[[ Excerpt to read, beginning ]]

Things came to a head after the 12-point defeat away to Sligo on St Patrick’s weekend. Evans duly walked, seemingly drained of optimism and unable to keep some of the best young players in the county from eyeing up the far away hills of America for the second year in a row.
It’s little over a year ago that Barry O’Brien, former chairman of Tipperary GAA, said the county could play in an All-Ireland senior football final by 2020 and Evans himself matched that ambition by saying he could envisage his charges playing “a serious category of football” by 2014. Such hopes seem naive now and it would be even more dispiriting to see Tipperary fall further back tomorrow.
Whether or not that happens depends mainly on Kerry’s mindset and on how keen the newcomers are to impress.
The minty fresh full-back line of Enright, Bohan and Young have buckets of pace but it remains to be seen if they have the street-smarts to nullify the top forwards in the game and to get the ball out of the danger zone as safely and as quickly as their supporters would like. Philip Austin gave Tom O’Sullivan plenty to think about in the first half two years ago in Semple and Michael Quinlivan brings an element of unpredictability. But the protection given by Bryan Sheehan, Anthony Maher, Paul Galvin and Darran O’Sullivan to those behind them should ensure that a repeat of Austin’s wonder goal of two years ago is unlikely. The 1-77 scored by Tipperary in seven league games this spring hardly points to any hidden potency up front either.
Peter Crowley’s selection in the half-back line is a reward for some explosive performances in the league. Kerry people will welcome an extra attacking dimension to an already offensive line but Crowley must be mindful of augmenting his ball-carrying ability with a more aggressive approach to the tackle.
The debate up front centres on the omission of Kieran Donaghy and the selection of Kieran O’Leary at wing-forward.
I know from harsh experience that the weeks between the end of the league and the first round of the championship are a time for observation. Word has it that Kerry have trained harder than usual for the transition between league and championship this time and we can only assume Donaghy hasn’t held up well under observation while Kieran O’Leary has.
I had a similar experience as captain of the team in 2004 and ended up out in the cold for the only time of my championship career. It was humbling, chastening and even downright humiliating but the key is to get busy doing what you did best and doing so on a consistent basis.
There is a groundswell of opinion in Kerry that says one of the reasons last year’s All-Ireland final was lost was because Donaghy did not start at full-forward. Those of us who were enthused and intrigued by some of his showings at wing-forward during the league had hoped to learn more of the possibilities but it appears we’ll have to wait. O’Leary must feel some kind of karmic justice is taking effect because his reward for a recent spurt of form is in direct contrast to the price paid for his opening 20 minutes in that fateful final last September.
Either way, O’Leary offers a busy outlet and link man at half-forward doing what he did best last season, only further out the field.
Nothing beats being there, the latest GAA slogan says. By the time the footballers clear the floor for the real show at 4pm tomorrow, those who make the pilgrimage from Kerry will hope to have seen a few minor revelations to add to their hopes and expectations going to Páirc Uí Chaoimh in a fortnight’s time.
As with all Munster championship games, victory alone is no longer sufficient unto the day.

[[ Excerpt to read, end ]]
[[ Provided information, beginning ]]

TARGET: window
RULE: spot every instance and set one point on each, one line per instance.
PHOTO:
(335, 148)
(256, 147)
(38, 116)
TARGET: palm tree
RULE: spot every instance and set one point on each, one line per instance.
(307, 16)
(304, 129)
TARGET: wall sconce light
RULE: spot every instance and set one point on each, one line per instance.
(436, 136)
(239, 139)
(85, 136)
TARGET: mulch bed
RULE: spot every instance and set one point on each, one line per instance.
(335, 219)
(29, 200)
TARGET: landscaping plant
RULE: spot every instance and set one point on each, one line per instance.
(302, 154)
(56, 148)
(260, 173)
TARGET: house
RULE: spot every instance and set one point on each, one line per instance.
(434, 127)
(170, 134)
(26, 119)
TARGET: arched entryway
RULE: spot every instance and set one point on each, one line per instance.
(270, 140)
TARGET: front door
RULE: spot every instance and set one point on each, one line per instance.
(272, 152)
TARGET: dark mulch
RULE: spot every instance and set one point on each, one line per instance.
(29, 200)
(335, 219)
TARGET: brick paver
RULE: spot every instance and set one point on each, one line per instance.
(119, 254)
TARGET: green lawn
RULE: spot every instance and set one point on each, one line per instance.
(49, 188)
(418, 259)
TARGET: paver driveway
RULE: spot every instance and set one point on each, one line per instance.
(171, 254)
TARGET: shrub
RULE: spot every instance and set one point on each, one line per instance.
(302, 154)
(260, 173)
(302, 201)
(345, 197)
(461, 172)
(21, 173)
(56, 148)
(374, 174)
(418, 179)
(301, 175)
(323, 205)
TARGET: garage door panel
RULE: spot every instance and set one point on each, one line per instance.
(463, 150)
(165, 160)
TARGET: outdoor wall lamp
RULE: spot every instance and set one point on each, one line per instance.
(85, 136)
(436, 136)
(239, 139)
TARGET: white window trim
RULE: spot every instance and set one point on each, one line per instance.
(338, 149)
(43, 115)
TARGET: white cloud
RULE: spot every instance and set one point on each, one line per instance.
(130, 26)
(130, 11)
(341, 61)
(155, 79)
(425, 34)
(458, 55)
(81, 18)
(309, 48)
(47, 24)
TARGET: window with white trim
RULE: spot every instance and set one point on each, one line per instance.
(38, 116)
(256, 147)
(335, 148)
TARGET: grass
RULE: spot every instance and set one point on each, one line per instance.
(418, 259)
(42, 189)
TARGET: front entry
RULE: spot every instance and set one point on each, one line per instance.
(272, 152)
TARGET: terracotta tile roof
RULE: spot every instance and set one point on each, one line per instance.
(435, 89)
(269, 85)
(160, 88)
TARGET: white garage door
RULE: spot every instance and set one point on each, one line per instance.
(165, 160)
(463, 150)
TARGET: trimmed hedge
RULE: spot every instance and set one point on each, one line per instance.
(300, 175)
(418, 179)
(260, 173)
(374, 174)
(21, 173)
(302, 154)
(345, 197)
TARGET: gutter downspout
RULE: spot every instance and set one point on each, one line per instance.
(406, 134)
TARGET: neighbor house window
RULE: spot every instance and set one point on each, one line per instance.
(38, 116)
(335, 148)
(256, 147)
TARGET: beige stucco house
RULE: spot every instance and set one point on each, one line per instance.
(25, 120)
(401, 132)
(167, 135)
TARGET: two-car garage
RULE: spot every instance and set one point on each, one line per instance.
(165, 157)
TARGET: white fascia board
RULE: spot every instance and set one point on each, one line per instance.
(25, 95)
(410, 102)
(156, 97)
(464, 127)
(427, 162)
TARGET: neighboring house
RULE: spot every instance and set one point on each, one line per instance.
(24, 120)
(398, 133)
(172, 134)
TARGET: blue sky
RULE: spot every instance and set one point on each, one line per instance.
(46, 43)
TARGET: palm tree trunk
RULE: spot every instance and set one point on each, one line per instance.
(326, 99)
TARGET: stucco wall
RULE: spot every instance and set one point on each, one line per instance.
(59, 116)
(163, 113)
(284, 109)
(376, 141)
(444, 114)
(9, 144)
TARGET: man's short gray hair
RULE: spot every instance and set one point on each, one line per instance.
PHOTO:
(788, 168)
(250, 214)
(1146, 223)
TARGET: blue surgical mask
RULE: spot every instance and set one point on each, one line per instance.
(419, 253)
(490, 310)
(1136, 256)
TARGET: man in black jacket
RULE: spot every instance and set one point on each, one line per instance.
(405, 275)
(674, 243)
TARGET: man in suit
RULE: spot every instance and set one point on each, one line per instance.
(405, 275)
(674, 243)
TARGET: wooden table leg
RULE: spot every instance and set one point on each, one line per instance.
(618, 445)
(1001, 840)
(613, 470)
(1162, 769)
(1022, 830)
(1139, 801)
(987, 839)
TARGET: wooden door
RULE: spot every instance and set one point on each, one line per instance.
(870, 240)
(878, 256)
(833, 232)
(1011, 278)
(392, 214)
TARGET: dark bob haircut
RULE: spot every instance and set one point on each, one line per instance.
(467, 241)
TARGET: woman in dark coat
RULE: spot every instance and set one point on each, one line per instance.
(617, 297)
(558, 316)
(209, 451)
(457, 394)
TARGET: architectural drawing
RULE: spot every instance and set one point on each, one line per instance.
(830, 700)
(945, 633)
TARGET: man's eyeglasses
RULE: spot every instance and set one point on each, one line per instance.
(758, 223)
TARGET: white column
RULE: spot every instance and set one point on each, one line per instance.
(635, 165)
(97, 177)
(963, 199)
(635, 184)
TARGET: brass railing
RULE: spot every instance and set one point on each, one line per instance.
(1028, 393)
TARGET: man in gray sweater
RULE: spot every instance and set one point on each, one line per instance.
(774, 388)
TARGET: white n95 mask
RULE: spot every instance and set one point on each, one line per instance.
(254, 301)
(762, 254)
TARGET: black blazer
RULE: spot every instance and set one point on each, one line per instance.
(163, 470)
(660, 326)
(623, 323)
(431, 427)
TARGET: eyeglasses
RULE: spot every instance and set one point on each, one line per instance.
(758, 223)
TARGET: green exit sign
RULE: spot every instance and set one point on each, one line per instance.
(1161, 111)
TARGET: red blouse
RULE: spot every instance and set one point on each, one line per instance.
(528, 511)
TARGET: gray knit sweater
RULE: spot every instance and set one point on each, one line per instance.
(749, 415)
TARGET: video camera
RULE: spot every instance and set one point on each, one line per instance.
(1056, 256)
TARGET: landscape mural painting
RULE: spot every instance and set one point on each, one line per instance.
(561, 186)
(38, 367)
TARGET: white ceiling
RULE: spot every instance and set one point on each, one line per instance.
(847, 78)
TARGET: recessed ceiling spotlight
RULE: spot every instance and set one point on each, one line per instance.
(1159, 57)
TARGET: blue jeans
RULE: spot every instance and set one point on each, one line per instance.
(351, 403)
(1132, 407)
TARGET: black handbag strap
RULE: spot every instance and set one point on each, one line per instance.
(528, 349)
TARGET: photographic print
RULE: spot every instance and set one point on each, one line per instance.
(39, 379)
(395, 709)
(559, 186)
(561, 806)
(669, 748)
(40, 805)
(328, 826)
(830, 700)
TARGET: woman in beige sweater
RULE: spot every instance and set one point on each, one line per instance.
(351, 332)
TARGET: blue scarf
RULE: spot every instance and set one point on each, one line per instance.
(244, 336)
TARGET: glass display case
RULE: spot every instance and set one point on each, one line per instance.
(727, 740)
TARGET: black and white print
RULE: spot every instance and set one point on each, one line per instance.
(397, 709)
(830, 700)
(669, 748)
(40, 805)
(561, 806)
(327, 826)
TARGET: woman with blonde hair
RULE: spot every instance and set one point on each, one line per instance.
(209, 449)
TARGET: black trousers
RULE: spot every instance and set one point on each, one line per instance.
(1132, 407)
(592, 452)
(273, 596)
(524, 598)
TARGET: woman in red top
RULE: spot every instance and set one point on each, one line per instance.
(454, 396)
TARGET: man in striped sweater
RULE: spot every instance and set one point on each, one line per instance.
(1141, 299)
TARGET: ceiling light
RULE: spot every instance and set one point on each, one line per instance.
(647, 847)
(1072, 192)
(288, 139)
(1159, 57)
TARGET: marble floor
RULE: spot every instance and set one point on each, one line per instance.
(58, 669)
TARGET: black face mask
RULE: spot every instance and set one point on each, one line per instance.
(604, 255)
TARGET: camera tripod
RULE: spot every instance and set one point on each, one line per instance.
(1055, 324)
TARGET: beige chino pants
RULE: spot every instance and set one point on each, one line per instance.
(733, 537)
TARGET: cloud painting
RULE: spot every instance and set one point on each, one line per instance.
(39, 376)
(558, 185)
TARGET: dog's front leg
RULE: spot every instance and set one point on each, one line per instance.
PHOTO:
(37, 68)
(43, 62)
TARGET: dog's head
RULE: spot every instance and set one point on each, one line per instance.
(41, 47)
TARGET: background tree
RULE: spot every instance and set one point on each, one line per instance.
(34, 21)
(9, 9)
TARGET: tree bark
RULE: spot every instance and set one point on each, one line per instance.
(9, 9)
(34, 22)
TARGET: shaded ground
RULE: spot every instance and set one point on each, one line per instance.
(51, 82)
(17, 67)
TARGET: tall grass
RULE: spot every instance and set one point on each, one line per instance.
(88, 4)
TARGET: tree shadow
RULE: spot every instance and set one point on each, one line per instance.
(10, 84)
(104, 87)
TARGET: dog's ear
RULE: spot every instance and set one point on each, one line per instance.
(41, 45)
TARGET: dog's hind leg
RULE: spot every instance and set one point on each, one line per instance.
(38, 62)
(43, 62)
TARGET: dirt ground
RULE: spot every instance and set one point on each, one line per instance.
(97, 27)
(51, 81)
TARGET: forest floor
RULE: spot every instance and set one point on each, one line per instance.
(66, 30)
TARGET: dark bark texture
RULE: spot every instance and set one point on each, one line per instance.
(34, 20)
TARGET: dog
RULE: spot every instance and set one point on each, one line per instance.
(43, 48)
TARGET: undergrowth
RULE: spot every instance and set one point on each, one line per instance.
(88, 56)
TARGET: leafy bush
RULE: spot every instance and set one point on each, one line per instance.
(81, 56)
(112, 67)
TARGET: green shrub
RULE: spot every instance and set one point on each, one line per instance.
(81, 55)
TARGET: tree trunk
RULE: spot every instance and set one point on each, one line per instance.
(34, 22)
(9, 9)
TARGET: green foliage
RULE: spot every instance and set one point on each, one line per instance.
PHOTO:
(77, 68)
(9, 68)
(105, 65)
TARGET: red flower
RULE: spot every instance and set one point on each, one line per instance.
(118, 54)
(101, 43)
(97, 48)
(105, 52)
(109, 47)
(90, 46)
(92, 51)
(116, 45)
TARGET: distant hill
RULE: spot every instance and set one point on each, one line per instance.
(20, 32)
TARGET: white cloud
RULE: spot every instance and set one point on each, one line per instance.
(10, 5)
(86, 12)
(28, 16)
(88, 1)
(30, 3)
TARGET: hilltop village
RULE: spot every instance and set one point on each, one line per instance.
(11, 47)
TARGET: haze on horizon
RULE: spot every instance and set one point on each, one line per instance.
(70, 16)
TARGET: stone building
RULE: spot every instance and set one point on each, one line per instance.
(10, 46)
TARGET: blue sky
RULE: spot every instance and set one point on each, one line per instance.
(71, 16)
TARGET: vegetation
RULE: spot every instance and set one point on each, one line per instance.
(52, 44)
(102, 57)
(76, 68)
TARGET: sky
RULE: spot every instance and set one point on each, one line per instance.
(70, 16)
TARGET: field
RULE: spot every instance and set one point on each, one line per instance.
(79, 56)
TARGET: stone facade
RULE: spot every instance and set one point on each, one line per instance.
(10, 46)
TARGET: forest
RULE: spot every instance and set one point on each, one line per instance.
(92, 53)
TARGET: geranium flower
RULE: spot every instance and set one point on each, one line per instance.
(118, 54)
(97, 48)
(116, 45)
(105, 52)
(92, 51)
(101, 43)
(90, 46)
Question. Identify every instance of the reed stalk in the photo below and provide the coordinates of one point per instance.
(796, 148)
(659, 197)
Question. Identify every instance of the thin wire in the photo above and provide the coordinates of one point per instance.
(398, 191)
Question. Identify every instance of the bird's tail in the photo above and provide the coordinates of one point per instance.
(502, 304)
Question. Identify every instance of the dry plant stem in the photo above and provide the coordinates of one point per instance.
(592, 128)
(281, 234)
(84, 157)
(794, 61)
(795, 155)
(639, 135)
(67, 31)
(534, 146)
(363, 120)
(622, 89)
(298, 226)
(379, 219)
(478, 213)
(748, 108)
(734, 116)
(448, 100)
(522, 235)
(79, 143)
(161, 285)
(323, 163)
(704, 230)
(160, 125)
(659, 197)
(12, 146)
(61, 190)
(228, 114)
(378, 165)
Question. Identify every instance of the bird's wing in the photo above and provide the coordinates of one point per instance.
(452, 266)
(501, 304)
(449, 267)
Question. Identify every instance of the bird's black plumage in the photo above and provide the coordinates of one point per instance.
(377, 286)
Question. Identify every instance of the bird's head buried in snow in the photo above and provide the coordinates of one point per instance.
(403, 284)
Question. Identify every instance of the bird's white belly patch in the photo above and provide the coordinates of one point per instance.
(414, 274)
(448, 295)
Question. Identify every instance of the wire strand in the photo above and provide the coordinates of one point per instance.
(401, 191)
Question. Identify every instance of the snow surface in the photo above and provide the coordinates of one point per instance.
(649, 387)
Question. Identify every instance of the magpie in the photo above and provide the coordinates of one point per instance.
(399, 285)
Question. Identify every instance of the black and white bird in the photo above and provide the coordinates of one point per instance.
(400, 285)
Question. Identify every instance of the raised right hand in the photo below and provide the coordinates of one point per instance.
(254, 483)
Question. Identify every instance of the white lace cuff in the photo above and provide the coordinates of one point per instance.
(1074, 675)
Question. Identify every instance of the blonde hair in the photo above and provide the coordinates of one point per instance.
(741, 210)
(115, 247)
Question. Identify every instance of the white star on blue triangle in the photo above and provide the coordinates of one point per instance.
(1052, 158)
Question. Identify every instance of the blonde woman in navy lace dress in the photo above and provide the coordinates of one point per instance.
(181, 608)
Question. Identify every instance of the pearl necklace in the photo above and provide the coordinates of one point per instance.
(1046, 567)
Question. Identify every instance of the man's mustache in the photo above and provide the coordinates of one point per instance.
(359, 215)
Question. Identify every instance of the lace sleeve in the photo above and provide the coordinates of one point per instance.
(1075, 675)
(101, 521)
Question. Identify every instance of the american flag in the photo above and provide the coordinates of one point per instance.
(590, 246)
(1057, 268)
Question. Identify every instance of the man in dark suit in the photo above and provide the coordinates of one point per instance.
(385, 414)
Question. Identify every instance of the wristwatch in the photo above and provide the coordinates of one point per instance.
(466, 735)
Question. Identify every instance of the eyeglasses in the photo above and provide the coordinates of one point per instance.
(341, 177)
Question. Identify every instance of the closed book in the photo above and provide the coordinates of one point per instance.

[[ Provided information, end ]]

- **Tasks to complete**
A: Decide whether each statement agrees with the match preview. Answer yes or no for each, and quote the deciding words.
(i) Tipperary lost to Sligo by 12 points on St Patrick's weekend.
(ii) Tipperary scored 1-77 in eight league games this spring.
(iii) The writer was captain of the team in 2004.
B: Answer these questions from the match preview.
(i) Who is the former chairman of Tipperary GAA?
(ii) Which three players make up Kerry's full-back line?
(iii) At what time tomorrow does the real show start?
The entries are separate material and have no connection to the match preview.

- **Solved tasks**
A:
(i) Yes: "the 12-point defeat away to Sligo on St Patrick’s weekend"
(ii) No: "The 1-77 scored by Tipperary in seven league games this spring"
(iii) Yes: "I had a similar experience as captain of the team in 2004"

B:
(i) Barry O’Brien
(ii) Enright, Bohan and Young
(iii) 4pm